Document section ->
Friday 24 April 2009

Bandits and outlaws

Everyone remembers Smokey and the Bandit, I'm only 27, so its not that old, and also Robin Hood. The list is endless, and famous on screen fictional bandits and outlaws are loved by people the world round.
The question in class was 'why is there a tendency to brand bandits, criminals, and outlaws as decent and honourable?

I've been told that there is something romantic about people who supposedly steal from the rich and give to the poor, but the number who of real bandits who actually did this must be very few, if any, as most did it to line their own pockets and not help the needy.
Being a man, i don't see it in that way. When i was a kid Smokey and the Bandit was cool, giving the police the run-around, saving nice young ladies from ruthless cattle rustlers. There is always something in these kind of fictional characters that appeals to kids.

What the task asks ->
Can you copy the post on bandits and outlaws from "Everyone remembers Smokey" to "appeals to kids.", word for word? The data comes from a separate, unrelated source.

Provided material ->
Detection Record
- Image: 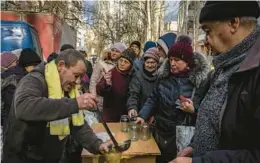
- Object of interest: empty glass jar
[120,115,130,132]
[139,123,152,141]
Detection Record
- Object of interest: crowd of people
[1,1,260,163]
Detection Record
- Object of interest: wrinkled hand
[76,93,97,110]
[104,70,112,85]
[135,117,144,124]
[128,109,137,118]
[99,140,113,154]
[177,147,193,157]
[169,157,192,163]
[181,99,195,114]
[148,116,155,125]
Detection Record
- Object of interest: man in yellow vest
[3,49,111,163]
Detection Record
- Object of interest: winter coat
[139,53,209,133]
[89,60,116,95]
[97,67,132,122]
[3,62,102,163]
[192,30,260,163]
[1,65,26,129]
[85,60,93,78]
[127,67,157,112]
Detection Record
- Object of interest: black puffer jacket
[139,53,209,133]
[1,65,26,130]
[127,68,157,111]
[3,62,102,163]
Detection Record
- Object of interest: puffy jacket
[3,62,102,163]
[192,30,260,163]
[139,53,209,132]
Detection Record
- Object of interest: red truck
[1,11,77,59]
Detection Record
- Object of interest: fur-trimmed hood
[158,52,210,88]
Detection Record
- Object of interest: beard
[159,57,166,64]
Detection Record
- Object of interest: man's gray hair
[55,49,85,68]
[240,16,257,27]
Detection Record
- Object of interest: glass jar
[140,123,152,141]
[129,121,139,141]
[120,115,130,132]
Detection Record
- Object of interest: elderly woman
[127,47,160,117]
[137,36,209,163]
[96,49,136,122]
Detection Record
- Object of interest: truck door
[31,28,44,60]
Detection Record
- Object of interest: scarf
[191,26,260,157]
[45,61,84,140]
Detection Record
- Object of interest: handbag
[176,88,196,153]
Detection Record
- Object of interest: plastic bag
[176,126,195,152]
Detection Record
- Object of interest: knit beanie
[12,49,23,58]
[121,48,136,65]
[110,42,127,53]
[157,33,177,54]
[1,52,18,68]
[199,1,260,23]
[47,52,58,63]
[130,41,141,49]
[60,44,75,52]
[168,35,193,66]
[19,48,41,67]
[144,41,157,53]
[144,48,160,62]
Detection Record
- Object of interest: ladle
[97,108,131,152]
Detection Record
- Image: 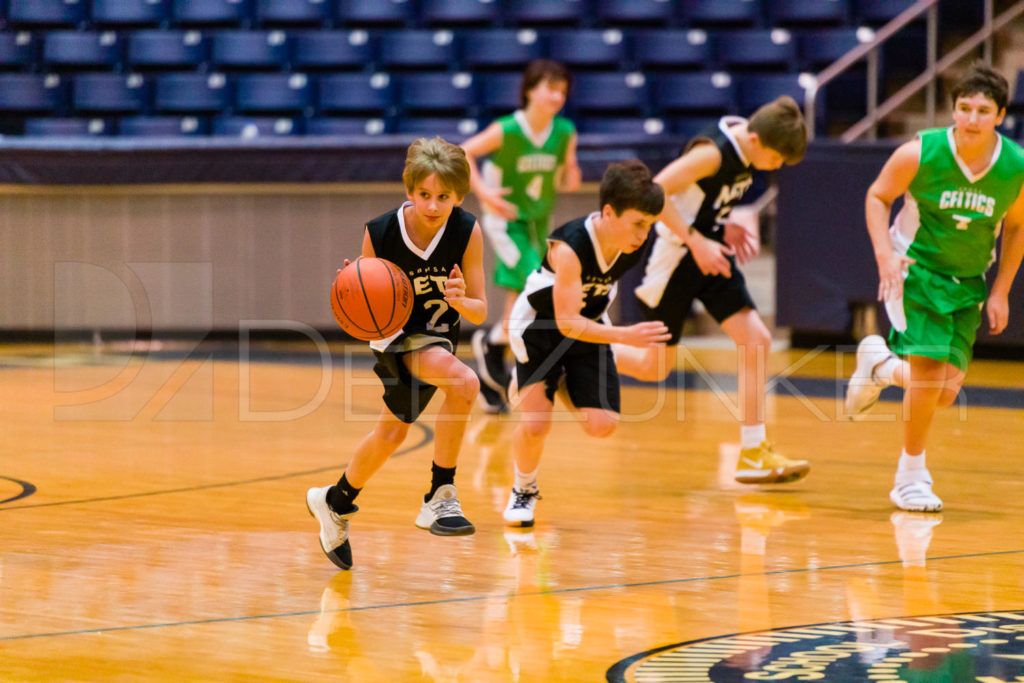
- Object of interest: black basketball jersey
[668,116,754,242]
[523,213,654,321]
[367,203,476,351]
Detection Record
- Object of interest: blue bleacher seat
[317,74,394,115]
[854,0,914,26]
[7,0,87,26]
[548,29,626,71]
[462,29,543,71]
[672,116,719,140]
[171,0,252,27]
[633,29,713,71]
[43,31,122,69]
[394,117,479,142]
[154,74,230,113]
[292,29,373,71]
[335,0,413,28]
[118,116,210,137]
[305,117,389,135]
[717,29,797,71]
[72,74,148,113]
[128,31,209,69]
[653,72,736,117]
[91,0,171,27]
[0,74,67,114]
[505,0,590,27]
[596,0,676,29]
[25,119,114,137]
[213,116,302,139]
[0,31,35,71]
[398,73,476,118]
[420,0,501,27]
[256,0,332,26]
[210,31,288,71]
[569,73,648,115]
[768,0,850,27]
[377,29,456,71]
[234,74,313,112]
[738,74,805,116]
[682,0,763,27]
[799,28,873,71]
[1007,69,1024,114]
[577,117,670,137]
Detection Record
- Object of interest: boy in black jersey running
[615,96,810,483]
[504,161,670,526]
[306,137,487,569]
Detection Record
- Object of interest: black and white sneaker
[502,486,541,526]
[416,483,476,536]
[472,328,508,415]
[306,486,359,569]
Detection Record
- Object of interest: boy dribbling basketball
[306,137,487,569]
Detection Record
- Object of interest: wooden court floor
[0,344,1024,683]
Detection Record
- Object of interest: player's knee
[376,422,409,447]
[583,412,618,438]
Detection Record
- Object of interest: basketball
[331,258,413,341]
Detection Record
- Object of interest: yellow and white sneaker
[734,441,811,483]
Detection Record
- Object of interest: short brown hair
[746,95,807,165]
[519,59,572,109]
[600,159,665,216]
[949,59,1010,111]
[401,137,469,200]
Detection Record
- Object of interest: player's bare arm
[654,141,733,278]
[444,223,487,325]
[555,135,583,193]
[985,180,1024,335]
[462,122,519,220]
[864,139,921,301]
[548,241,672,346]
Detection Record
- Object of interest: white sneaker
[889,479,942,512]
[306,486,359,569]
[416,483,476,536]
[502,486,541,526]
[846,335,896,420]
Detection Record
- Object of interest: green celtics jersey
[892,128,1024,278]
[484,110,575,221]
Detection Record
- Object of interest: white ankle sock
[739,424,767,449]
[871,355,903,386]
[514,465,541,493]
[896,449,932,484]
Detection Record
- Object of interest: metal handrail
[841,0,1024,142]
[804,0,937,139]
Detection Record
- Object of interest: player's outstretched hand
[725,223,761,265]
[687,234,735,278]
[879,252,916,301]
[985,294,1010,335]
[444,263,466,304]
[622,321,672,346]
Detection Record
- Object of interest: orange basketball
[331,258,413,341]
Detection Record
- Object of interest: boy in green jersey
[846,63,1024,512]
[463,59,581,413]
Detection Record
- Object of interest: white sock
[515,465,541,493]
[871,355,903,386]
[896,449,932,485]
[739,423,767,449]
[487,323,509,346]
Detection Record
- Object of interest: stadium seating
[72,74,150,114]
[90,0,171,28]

--

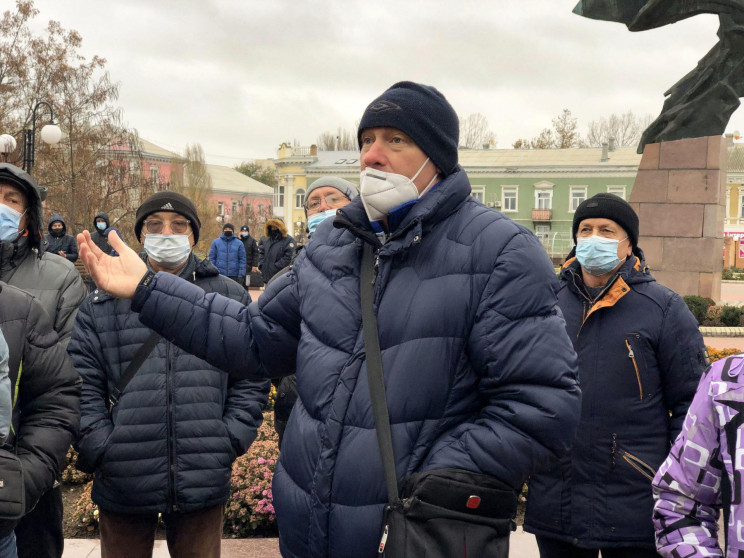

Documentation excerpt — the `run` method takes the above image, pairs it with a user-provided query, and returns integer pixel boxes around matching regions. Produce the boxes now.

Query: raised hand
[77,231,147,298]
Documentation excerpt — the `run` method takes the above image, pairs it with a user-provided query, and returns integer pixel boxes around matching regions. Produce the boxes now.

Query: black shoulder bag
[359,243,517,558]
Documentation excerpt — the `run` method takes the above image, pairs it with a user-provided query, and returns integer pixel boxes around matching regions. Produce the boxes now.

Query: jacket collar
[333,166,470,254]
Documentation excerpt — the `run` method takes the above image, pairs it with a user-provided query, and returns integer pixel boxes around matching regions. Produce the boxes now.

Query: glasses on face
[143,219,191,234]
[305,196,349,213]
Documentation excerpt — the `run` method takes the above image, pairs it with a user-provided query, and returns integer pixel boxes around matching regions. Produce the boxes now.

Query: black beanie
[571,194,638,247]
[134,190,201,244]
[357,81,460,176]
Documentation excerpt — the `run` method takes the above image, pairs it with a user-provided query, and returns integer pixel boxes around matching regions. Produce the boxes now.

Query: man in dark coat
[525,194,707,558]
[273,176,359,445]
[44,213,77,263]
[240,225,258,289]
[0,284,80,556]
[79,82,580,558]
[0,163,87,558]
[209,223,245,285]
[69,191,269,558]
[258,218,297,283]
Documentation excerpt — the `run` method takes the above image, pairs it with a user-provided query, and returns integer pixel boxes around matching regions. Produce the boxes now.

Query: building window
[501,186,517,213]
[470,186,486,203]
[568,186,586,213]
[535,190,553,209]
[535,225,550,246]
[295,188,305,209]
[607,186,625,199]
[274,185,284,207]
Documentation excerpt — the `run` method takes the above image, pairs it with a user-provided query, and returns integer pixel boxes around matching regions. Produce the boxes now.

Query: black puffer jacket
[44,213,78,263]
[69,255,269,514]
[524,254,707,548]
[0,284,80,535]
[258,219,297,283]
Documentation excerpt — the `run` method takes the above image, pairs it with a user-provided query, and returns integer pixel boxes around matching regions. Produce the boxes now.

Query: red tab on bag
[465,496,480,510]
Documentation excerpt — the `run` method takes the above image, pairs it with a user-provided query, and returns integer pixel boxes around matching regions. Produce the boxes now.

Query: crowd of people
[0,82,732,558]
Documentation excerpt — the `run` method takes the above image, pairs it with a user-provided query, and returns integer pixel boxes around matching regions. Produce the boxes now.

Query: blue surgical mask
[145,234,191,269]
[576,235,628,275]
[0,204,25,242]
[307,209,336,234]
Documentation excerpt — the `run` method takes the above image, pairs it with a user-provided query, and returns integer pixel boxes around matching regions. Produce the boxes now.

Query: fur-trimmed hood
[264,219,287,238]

---

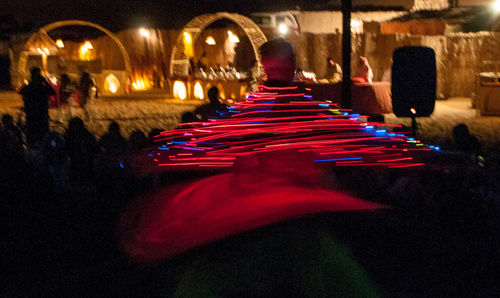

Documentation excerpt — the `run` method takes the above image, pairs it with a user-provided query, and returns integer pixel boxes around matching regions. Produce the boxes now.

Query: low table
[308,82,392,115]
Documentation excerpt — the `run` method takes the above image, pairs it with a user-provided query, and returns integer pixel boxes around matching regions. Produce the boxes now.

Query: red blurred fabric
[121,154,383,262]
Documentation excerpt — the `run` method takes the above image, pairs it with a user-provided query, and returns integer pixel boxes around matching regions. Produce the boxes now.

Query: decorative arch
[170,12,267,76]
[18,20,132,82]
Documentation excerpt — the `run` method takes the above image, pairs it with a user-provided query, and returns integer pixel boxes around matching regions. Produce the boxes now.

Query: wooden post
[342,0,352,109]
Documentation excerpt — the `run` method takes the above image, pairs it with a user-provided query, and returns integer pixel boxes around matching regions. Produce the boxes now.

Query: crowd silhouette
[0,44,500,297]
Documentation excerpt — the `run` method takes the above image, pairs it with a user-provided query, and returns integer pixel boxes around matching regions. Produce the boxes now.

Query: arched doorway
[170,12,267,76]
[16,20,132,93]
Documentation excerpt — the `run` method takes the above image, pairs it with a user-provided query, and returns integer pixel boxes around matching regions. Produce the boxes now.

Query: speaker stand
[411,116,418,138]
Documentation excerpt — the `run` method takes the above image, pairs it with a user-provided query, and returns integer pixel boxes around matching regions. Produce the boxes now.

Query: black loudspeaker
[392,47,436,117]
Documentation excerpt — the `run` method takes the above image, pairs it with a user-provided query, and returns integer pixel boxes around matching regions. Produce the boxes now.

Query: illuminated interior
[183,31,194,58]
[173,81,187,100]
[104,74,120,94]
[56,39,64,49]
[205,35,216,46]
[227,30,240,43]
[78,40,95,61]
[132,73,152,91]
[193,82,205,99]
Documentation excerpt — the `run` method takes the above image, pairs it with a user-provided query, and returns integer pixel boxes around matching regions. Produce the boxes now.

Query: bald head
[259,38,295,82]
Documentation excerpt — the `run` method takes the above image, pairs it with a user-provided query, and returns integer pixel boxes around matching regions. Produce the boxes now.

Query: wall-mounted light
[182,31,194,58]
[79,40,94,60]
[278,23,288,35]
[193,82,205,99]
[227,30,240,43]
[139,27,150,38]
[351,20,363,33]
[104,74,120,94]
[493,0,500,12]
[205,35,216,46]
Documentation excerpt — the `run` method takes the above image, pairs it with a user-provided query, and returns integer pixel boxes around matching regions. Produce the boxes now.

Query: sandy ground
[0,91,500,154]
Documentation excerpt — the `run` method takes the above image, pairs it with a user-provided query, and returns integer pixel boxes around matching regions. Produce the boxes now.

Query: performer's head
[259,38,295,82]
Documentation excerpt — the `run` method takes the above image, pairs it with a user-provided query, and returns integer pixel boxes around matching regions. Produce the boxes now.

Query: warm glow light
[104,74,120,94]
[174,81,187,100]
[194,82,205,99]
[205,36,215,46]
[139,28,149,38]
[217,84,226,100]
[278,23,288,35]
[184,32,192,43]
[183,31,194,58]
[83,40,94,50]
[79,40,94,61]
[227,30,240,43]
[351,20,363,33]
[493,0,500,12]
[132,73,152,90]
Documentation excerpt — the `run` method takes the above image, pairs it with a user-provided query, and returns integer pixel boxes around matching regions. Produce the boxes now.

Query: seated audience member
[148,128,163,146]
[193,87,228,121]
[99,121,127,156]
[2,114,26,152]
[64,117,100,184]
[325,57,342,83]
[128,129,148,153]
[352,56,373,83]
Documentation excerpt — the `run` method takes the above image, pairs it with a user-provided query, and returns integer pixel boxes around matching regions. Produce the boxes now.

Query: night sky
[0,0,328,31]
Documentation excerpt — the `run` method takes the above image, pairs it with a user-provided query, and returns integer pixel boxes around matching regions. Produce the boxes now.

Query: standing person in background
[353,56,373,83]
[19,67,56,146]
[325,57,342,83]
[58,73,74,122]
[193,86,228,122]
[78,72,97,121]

Response for this exercise ->
Everyone remembers Smokey and the Bandit, I'm only 27, so its not that old, and also Robin Hood. The list is endless, and famous on screen fictional bandits and outlaws are loved by people the world round.
The question in class was 'why is there a tendency to brand bandits, criminals, and outlaws as decent and honourable?

I've been told that there is something romantic about people who supposedly steal from the rich and give to the poor, but the number who of real bandits who actually did this must be very few, if any, as most did it to line their own pockets and not help the needy.
Being a man, i don't see it in that way. When i was a kid Smokey and the Bandit was cool, giving the police the run-around, saving nice young ladies from ruthless cattle rustlers. There is always something in these kind of fictional characters that appeals to kids.